§ YOUR ASSIGNMENT
Without changing anything, output the records below.

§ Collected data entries
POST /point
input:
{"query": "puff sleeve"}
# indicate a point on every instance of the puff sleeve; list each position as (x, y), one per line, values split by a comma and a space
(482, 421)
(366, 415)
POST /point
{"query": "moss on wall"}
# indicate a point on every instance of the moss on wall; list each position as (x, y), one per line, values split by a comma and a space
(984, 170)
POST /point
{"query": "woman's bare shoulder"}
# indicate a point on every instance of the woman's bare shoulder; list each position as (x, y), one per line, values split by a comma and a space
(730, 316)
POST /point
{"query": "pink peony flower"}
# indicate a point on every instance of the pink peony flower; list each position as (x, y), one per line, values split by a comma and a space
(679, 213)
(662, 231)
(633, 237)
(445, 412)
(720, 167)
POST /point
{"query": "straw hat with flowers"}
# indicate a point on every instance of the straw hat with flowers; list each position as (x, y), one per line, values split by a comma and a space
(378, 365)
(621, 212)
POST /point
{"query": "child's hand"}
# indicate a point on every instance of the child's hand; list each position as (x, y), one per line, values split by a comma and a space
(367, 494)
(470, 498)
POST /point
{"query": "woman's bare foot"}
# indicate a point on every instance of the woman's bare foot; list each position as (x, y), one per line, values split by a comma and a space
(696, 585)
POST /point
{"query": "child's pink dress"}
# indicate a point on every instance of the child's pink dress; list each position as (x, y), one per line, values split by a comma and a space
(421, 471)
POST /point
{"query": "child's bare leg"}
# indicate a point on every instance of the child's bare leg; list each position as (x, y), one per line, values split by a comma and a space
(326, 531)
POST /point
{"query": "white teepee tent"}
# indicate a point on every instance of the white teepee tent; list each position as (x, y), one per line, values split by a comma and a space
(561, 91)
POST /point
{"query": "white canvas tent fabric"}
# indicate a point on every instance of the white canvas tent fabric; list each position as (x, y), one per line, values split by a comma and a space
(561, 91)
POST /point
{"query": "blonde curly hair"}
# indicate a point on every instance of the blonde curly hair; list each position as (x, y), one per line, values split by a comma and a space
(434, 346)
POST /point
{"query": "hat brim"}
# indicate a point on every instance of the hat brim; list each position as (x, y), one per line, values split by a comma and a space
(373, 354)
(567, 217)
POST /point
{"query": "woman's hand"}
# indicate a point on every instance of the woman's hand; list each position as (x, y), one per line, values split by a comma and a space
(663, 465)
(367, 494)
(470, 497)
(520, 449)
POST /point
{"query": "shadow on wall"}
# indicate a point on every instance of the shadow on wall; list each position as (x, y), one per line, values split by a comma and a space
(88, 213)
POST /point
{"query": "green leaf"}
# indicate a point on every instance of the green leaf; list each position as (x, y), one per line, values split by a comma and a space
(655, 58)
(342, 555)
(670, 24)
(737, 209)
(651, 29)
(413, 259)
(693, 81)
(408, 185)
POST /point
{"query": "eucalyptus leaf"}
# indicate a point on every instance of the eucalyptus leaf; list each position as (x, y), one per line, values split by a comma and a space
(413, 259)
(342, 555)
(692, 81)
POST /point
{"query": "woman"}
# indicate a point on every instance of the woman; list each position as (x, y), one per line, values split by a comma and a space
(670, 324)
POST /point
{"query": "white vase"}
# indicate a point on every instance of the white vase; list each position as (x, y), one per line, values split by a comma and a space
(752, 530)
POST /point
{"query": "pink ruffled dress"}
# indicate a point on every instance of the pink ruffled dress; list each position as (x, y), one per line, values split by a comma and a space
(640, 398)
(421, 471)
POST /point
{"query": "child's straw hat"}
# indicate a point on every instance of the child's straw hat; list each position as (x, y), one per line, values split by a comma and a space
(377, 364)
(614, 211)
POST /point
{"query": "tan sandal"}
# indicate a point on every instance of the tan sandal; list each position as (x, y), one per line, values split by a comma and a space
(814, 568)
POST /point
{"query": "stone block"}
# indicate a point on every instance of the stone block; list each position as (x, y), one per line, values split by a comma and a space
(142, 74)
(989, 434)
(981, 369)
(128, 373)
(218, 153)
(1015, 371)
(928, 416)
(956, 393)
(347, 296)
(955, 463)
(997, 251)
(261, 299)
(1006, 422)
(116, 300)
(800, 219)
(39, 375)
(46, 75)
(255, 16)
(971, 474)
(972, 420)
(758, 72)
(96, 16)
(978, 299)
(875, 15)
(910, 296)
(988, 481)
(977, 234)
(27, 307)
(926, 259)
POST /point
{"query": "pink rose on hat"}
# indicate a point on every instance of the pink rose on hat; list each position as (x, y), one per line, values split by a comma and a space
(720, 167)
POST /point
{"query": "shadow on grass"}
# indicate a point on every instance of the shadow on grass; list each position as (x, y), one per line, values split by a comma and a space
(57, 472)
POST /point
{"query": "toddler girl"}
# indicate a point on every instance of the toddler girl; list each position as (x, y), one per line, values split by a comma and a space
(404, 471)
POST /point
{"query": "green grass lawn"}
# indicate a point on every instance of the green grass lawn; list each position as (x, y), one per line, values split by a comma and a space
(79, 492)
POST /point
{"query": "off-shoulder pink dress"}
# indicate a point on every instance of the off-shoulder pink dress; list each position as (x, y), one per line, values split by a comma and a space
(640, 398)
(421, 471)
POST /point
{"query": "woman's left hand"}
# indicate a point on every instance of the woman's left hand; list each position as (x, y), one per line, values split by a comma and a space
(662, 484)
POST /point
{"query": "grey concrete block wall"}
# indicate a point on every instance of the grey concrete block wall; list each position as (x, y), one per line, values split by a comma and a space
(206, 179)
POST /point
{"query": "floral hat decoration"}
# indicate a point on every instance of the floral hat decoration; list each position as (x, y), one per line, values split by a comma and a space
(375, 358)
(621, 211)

§ RESPONSE TO THE TASK
POST /point
input:
{"query": "puff sleeve"}
# indicate a point on every instance of the puff sleeve; list each position as (x, y), one per line, values split by a comma and a space
(482, 421)
(366, 415)
POST /point
{"query": "moss on wall"}
# indicate a point on every instance of the moss on wall; list each position as (x, y), one per line, values split by a comma and a space
(984, 170)
POST /point
{"query": "woman's bare shoulder"}
# indicate a point on every instance of the woman's bare shoulder; list each position as (x, y), one per line, values split by a comma and a space
(730, 316)
POST /point
{"query": "pink peony flower"}
# indicate a point on every instance of the pink peony flower; list each position as (x, y), one per line, values split by a comma and a space
(679, 213)
(662, 231)
(633, 237)
(445, 412)
(720, 167)
POST /point
{"query": "straw hat with flowers"}
# indicate a point on every instance of the straw hat with flowers; list each position as (x, y), one per line, values split by a comma and a space
(378, 365)
(621, 212)
POST /point
{"query": "child's hand"}
# indicate a point on every instance of the child's hand; list each position as (x, y), one per line, values split by a comma and a space
(367, 494)
(470, 498)
POST /point
{"query": "woman's bare foot"}
# indicate a point on every instance of the woman's bare foot; list each position as (x, y), one per line, values split by a comma and a space
(696, 585)
POST /point
{"query": "child's pink dress"}
# indicate a point on every instance of the child's pink dress; list each position as (x, y), one per line, values split by a comma and a space
(421, 471)
POST /point
{"query": "child's bare leg"}
# indicate a point on every instance of the child's bare leg; list each position as (x, y), one per line, values split by a comma and a space
(326, 531)
POST /point
{"query": "white teepee tent"}
# indicate a point on every instance of the white teepee tent; list each position as (x, y), one per line, values split by a comma and a space
(561, 91)
POST /point
{"query": "white canvas tent fabric"}
# indicate a point on every instance of the white canvas tent fabric; list each position as (x, y), one per line, values split by a comma and a space
(561, 91)
POST /point
{"query": "blonde curly hair"}
# indicate a point on every instance of the blonde curly hair; list each position as (x, y), one per line, values split by a comma and a space
(434, 346)
POST /point
{"query": "hat brim"}
# indicate a point on every instance of the hat brim; list each position as (x, y), one per line, values split by a comma and a space
(373, 354)
(567, 217)
POST /point
{"query": "woman's hand"}
# indicate a point on every instance of the woman's hand; list each position as (x, y), one per line, values split by a comma and a space
(663, 465)
(367, 494)
(470, 497)
(520, 449)
POST /point
{"query": "shadow on wall"}
# indicate a point on every instance of the shadow on wall; list each position as (x, y), one per line, values split by a comma and a space
(88, 213)
POST /point
{"query": "green leaf"}
# indicate a point on every instance of the green leaf; list each position as (x, y), one per line, values split by a comma and a space
(655, 58)
(342, 555)
(670, 24)
(737, 209)
(651, 29)
(413, 259)
(693, 81)
(408, 185)
POST /point
{"query": "eucalyptus leaf"}
# indicate a point on every instance of the eucalyptus leaf; list each position as (x, y), one per line, values split by a comma and a space
(413, 259)
(342, 555)
(692, 81)
POST /point
{"query": "woman"}
# indicate a point on every instance of the woman; list each position as (x, y), one per line, values split by a comma and a space
(670, 324)
POST /point
{"query": "white vase"}
# indicate a point on every instance of the white vase; list each position as (x, y), one per line, values split by a comma and a space
(752, 530)
POST /point
{"query": "pink ruffled dress"}
# indicate a point on every instance of the pink ruffled dress; list each position as (x, y), one per line, values split by a comma and a space
(640, 398)
(421, 471)
POST /point
{"query": "child's straw hat"}
# indicate a point on every instance of the child's straw hat; list each position as (x, y), one per line, values split by a comma and a space
(377, 364)
(614, 211)
POST /point
{"query": "tan sandal"}
# indicate a point on every instance of the tan sandal; list each position as (x, y), one per line, values split by a comma and a space
(814, 568)
POST /point
{"query": "stone block"}
# indicate a point on every instance of the stone block; list each position as (x, y), one per line, values split by a comma and a space
(142, 74)
(989, 434)
(981, 369)
(128, 373)
(218, 153)
(1015, 371)
(928, 416)
(956, 393)
(347, 296)
(955, 463)
(997, 251)
(261, 299)
(1006, 422)
(116, 300)
(800, 219)
(39, 375)
(46, 75)
(255, 16)
(971, 474)
(972, 420)
(758, 72)
(96, 16)
(978, 299)
(875, 15)
(910, 296)
(988, 481)
(977, 234)
(27, 307)
(926, 259)
POST /point
{"query": "pink rose on hat"}
# indicate a point on every instance of the pink rose on hat; list each position as (x, y), one per line, values split by a comma and a space
(720, 167)
POST /point
{"query": "shadow on grass"}
# indicate a point on every instance of the shadow on grass; list each position as (x, y), one per line, values split by a comma and a space
(57, 472)
POST /point
{"query": "toddler girl"}
# indicate a point on every instance of the toddler girl; list each position as (x, y), one per line, values split by a comma and a space
(404, 471)
POST /point
{"query": "green grass lawn"}
# indicate a point on every instance of the green grass lawn; list each position as (x, y), one per line, values split by a comma and a space
(79, 492)
POST /point
{"query": "off-shoulder pink dress"}
# indicate a point on every instance of the off-shoulder pink dress; list each position as (x, y), one per line, values split by a comma and a space
(640, 398)
(421, 471)
POST /point
{"query": "woman's left hand"}
# indicate a point on every instance of the woman's left hand; list each position as (x, y), one per line, values split by a comma and a space
(662, 484)
POST /point
{"query": "grey concrete block wall"}
# indicate a point on every instance of the grey concrete block wall; list each position as (x, y), one per line, values split by a comma and a space
(206, 179)
POST /point
{"query": "floral hat decoration"}
# indicate a point on every instance of the floral hat decoration; list each position as (x, y), one per line, values split by a comma and a space
(375, 358)
(621, 211)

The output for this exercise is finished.